:: Text excerpt

It may be a difficult lesson to learn that as a state or association of states you are not allowed to outsource human rights, which at the same time would privatise them. The point of view and previous construction we are rejecting here is a veritable invitation to neglect the human rights of the staff and to expose them to arbitrary treatment. In this way each state would have the discretion to use associations of states – here the EU and the European Patent Organisation – to withdraw from elementary obligations for the protection of people. From this it also follows that the specified decisions of the Federal Constitutional Court for associations of states below the level of United Nations international law requires careful review depending on the subject matter. If the subject matter relates to anything other than matters of trade and economic communication, it needs reformulating: in that context the business of international law is not neutral and above all does not have a constitutional and democratic character. In this case, the floodgates are opened for non-transparent influences and currents that cannot be controlled constitutionally and democratically.

3.    First of all, it is clear that the only direct focus of the considerations about the intended project of setting up a patent court at European Union level is this central contractual issue. However, in view of the EU’s value set, it is less understandable, and ultimately not acceptable, that it is appropriating a product – the patent granted by the European Patent Office – without considering the “production process” in which this was created. To that extent, we also need to look at the question of the responsibility of the member states of the EU as member states of the European Patent Organisation.

::::

▸ **Directive 1**
In the text excerpt on European patent courts, which two associations of states are given as examples?
The text and the records have no connection to each other.

:: Given data

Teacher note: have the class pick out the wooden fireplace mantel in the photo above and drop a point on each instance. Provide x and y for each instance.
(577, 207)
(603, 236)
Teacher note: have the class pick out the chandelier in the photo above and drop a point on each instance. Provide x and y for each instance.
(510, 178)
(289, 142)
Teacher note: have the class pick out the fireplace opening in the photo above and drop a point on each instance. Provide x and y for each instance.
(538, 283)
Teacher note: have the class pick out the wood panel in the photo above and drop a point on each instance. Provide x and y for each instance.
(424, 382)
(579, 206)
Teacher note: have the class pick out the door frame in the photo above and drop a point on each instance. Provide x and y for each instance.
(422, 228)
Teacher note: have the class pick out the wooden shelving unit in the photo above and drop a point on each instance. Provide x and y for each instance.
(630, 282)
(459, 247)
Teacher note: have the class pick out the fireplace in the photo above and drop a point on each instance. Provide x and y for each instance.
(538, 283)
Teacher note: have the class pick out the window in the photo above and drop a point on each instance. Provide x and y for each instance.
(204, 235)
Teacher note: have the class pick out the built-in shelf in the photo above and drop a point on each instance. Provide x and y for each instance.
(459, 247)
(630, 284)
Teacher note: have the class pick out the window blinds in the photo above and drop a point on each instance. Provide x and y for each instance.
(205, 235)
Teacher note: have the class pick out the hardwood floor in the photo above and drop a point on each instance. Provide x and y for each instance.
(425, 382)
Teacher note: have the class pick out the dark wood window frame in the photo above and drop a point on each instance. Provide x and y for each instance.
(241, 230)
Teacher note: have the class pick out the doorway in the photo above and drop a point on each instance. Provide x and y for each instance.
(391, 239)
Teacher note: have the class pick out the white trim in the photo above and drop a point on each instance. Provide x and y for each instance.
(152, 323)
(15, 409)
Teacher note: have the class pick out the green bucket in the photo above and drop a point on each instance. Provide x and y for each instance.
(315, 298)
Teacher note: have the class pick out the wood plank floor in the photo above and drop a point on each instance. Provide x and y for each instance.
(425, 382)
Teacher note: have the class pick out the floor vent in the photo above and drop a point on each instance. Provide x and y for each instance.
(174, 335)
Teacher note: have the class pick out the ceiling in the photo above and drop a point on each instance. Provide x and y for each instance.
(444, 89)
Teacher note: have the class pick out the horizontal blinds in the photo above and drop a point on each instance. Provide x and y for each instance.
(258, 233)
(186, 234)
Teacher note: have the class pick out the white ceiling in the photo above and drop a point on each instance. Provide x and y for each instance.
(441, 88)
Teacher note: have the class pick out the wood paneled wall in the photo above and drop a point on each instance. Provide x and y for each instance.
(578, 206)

::::

▸ **Directive 2**
Transcribe the records word for word, starting at the line that contains "Teacher note: have the class pick out the doorway" and continuing through the last line of the records.

▸ **Expected output 1**
The EU and the European Patent Organisation.

▸ **Expected output 2**
Teacher note: have the class pick out the doorway in the photo above and drop a point on each instance. Provide x and y for each instance.
(391, 239)
Teacher note: have the class pick out the white trim in the photo above and drop a point on each instance. Provide x and y for each instance.
(152, 323)
(15, 409)
Teacher note: have the class pick out the green bucket in the photo above and drop a point on each instance. Provide x and y for each instance.
(315, 298)
Teacher note: have the class pick out the wood plank floor in the photo above and drop a point on each instance. Provide x and y for each instance.
(425, 382)
Teacher note: have the class pick out the floor vent in the photo above and drop a point on each instance. Provide x and y for each instance.
(174, 335)
Teacher note: have the class pick out the ceiling in the photo above and drop a point on each instance. Provide x and y for each instance.
(444, 89)
Teacher note: have the class pick out the horizontal blinds in the photo above and drop a point on each instance. Provide x and y for each instance.
(258, 233)
(186, 234)
Teacher note: have the class pick out the white ceiling in the photo above and drop a point on each instance. Provide x and y for each instance.
(441, 88)
Teacher note: have the class pick out the wood paneled wall in the photo above and drop a point on each instance. Provide x and y for each instance.
(578, 206)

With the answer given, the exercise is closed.